EXERCISE PROMPT: Could you reproduce the data below verbatim, keeping every line?
---
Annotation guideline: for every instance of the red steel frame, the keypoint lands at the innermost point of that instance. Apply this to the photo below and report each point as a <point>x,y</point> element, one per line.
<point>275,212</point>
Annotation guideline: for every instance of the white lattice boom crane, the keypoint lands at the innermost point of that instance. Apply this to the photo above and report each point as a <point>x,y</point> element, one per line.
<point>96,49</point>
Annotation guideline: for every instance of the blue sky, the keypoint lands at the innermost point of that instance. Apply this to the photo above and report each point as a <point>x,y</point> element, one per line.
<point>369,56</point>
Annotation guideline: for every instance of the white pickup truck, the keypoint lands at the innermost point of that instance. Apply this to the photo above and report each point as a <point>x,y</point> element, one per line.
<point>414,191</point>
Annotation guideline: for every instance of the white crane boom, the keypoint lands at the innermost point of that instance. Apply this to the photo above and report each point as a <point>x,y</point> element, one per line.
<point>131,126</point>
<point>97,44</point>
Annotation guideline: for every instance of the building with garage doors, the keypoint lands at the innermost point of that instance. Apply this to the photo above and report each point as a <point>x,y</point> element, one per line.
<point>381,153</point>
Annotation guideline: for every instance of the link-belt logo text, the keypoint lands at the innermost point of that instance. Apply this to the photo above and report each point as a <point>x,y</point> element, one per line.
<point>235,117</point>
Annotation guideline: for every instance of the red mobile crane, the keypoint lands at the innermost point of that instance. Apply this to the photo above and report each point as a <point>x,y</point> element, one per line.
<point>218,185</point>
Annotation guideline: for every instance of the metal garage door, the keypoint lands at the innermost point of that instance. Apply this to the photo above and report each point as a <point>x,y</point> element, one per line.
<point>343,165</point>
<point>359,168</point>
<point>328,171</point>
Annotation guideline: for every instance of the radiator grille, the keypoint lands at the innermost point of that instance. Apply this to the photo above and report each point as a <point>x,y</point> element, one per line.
---
WRITTEN SOLUTION:
Annotation guideline: for every instance of the red steel frame, the keypoint lands at the innermost point of that instance. Apply this to the photo below and report each point as a <point>x,y</point> element, one per line.
<point>275,212</point>
Annotation guideline: for every instance of the white lattice boom crane, the keypoint lands at the innermost point of that instance. Apply this to the photo above and report each point as a <point>x,y</point> element, one per line.
<point>96,49</point>
Annotation guideline: for every instance of the blue sky, the keypoint lands at the innermost point of that instance. Apply this to the photo above and report each point as a <point>x,y</point> element, one per line.
<point>369,56</point>
Annotation guideline: for every instance of the white pickup truck, the keypoint lands at the innermost point of that instance. Apply this to the photo above and report each point as a <point>x,y</point> element, one per line.
<point>414,191</point>
Annotation guideline: for every instance of the white crane boom, the keypoint lands at the innermost point of that instance. Apply this to the photo above and report each point as a <point>x,y</point> element, one per line.
<point>131,126</point>
<point>97,44</point>
Annotation guideline: for every instance of the building with garage doors, the keypoint lands at the innermost point of that instance. Apply this to the photo above and report each point as a <point>x,y</point> element, one per line.
<point>381,153</point>
Annotation guideline: for every instance of the link-belt logo text, the keypoint lands at the innermost point of that instance. Apply this to the photo above and report each point as a <point>x,y</point> element, one per line.
<point>235,117</point>
Annotation guideline: for every instance of the red mobile crane, the keypoint lands at the innermost point of that instance. Apply this to the photo above and report each point as a <point>x,y</point> element, one per line.
<point>218,185</point>
Annotation guideline: for every instance of the metal garage door, the keypoint lands at the innermost point of that instance. Apply this to the photo above and report each point as a <point>x,y</point> element, one per line.
<point>343,165</point>
<point>359,168</point>
<point>328,171</point>
Annotation guideline: for every instance of the radiator grille, the keypoint lands at the innermost point of that instance. Apply this to the photo above and report each point as a <point>x,y</point> element, one per line.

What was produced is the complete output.